### The request:
Copy out every record below line for line, changing nothing.

---------- Data supplied ----------

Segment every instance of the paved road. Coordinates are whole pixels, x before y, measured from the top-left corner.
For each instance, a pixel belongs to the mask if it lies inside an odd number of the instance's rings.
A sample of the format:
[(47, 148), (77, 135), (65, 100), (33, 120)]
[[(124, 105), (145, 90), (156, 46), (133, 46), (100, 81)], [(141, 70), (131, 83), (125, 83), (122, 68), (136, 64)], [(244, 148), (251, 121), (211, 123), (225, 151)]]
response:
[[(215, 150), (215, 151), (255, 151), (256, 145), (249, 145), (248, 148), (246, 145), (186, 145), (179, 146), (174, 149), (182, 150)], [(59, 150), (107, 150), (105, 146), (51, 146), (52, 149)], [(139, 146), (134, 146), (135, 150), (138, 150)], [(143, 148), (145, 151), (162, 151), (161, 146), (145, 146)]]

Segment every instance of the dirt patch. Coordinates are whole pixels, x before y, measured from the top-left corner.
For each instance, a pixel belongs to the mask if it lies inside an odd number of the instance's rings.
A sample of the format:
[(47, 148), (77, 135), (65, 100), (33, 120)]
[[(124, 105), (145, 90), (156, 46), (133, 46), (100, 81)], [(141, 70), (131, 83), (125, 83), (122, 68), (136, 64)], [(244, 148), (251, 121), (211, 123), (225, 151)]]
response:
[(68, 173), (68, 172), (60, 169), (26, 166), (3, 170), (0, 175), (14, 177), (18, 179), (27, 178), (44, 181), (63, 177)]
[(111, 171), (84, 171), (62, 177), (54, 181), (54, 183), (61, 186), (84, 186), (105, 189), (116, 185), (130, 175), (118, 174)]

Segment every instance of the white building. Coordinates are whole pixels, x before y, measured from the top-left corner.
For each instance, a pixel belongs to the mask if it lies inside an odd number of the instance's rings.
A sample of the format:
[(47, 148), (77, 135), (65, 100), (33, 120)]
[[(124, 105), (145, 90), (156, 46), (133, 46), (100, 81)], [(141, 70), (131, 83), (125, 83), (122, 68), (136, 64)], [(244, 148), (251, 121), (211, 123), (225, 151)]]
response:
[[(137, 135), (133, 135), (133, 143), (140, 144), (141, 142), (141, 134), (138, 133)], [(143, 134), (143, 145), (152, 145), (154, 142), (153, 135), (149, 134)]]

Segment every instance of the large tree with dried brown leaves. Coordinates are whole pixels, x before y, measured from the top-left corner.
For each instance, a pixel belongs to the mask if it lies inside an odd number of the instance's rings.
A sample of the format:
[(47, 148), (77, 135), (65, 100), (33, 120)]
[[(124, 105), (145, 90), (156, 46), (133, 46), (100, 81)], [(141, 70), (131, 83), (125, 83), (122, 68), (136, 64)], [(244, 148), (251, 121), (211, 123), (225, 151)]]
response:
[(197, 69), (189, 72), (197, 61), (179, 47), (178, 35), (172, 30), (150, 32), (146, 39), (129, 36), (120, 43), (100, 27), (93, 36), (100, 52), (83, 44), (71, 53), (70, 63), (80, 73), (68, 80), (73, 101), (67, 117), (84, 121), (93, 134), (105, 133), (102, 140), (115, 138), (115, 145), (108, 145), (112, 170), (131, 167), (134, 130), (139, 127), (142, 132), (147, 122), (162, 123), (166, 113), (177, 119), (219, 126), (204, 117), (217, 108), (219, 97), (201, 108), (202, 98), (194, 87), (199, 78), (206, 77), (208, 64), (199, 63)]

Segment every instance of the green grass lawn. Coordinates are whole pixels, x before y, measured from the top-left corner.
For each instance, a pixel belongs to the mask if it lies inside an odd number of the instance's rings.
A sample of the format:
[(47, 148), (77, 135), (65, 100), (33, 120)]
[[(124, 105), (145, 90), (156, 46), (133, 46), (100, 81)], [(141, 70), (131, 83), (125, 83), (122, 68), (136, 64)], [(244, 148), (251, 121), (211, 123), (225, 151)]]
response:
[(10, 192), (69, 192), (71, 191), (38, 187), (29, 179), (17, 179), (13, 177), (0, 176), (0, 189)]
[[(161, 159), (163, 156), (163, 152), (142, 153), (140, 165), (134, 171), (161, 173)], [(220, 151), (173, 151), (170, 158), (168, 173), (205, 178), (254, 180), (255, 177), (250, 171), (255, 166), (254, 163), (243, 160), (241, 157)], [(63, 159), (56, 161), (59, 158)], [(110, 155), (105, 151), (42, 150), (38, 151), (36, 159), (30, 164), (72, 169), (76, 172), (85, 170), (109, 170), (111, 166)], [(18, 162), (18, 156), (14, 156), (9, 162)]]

----------

### Output for this exercise:
Segment every instance of the paved road. Coordinates are whole pixels, x before y, measured from the top-left corner.
For each instance, a pixel belongs to the mask if it lies inside an odd number of the instance's rings.
A sample of the format:
[(47, 148), (77, 135), (65, 100), (33, 120)]
[[(124, 105), (145, 90), (156, 46), (133, 46), (100, 81)], [(141, 70), (131, 83), (125, 83), (122, 68), (136, 64)], [(244, 148), (251, 121), (211, 123), (225, 151)]]
response:
[[(215, 150), (215, 151), (255, 151), (256, 145), (249, 145), (248, 148), (246, 145), (186, 145), (179, 146), (174, 149), (182, 150)], [(59, 150), (107, 150), (105, 146), (51, 146), (52, 149)], [(139, 146), (134, 146), (135, 150), (138, 150)], [(143, 148), (145, 151), (162, 151), (161, 146), (145, 146)]]

Segment every instance of the dirt patch. Coordinates are whole pixels, x before y, measured from the top-left corner.
For each instance, a pixel belongs to the mask if it lies inside an odd number of the instance's rings.
A sample of the format:
[(47, 148), (77, 135), (65, 100), (33, 120)]
[[(124, 105), (145, 90), (156, 46), (133, 46), (100, 81)], [(141, 70), (131, 83), (125, 83), (122, 68), (136, 64)], [(244, 148), (251, 121), (211, 123), (225, 151)]]
response:
[(68, 173), (68, 172), (60, 169), (26, 166), (3, 170), (0, 175), (14, 177), (18, 179), (27, 178), (44, 181), (63, 177)]
[(111, 171), (84, 171), (62, 177), (54, 181), (54, 183), (61, 186), (84, 186), (105, 189), (116, 185), (130, 175), (118, 174)]

Segment every instance of the white building. Coordinates are whole pixels, x before y, measured from the top-left corner.
For each instance, a pixel belongs to the mask if it lies inside an odd number of the instance's rings.
A sample of the format:
[(47, 148), (77, 135), (65, 100), (33, 120)]
[[(124, 105), (145, 90), (156, 46), (133, 46), (100, 81)], [(141, 70), (131, 83), (125, 83), (122, 68), (136, 64)], [(244, 148), (251, 121), (211, 123), (225, 151)]]
response:
[[(137, 135), (133, 135), (133, 143), (140, 144), (141, 142), (141, 134), (138, 133)], [(143, 134), (143, 145), (152, 145), (154, 142), (153, 135), (149, 134)]]

Segment every instance of the large tree with dried brown leaves. Coordinates are whole pixels, x before y, measured from the top-left corner.
For each instance, a pixel belongs to the mask if it lies inside an odd number of the instance's rings.
A sample of the format:
[(47, 148), (77, 135), (65, 100), (33, 120)]
[[(124, 105), (145, 90), (156, 46), (133, 46), (100, 81)], [(141, 70), (131, 83), (125, 83), (122, 68), (136, 64)], [(244, 148), (251, 121), (211, 123), (225, 151)]]
response:
[(197, 69), (189, 72), (197, 61), (179, 47), (178, 35), (172, 30), (150, 32), (146, 39), (129, 36), (120, 43), (100, 27), (93, 36), (100, 52), (83, 44), (71, 53), (70, 63), (80, 73), (68, 80), (73, 101), (67, 117), (84, 121), (93, 134), (105, 133), (102, 140), (115, 138), (115, 145), (108, 145), (112, 170), (131, 167), (134, 130), (139, 127), (142, 132), (147, 122), (162, 123), (166, 113), (177, 119), (219, 126), (204, 117), (217, 108), (219, 97), (201, 108), (202, 98), (194, 87), (199, 78), (206, 77), (208, 64), (199, 63)]

Segment every instance of the green grass lawn. Coordinates are whole pixels, x before y, measured from the top-left corner.
For each instance, a pixel belongs to the mask if it lies inside an odd number of the instance's rings.
A sample of the format:
[(47, 148), (77, 135), (65, 100), (33, 120)]
[[(124, 105), (145, 90), (156, 46), (133, 46), (100, 81)], [(141, 70), (131, 83), (125, 83), (122, 68), (136, 64)], [(244, 148), (251, 121), (211, 123), (225, 151)]]
response:
[(10, 192), (69, 192), (71, 191), (38, 187), (29, 179), (17, 179), (13, 177), (0, 176), (0, 189)]
[[(161, 159), (163, 156), (163, 152), (142, 153), (140, 165), (134, 171), (161, 173)], [(220, 151), (173, 151), (170, 158), (168, 173), (205, 178), (254, 180), (255, 177), (250, 171), (255, 166), (254, 163), (243, 160), (241, 157)], [(63, 159), (56, 161), (59, 158)], [(110, 155), (105, 151), (42, 150), (38, 151), (36, 159), (30, 164), (72, 169), (76, 172), (85, 170), (109, 170), (111, 166)], [(18, 162), (18, 156), (14, 156), (9, 162)]]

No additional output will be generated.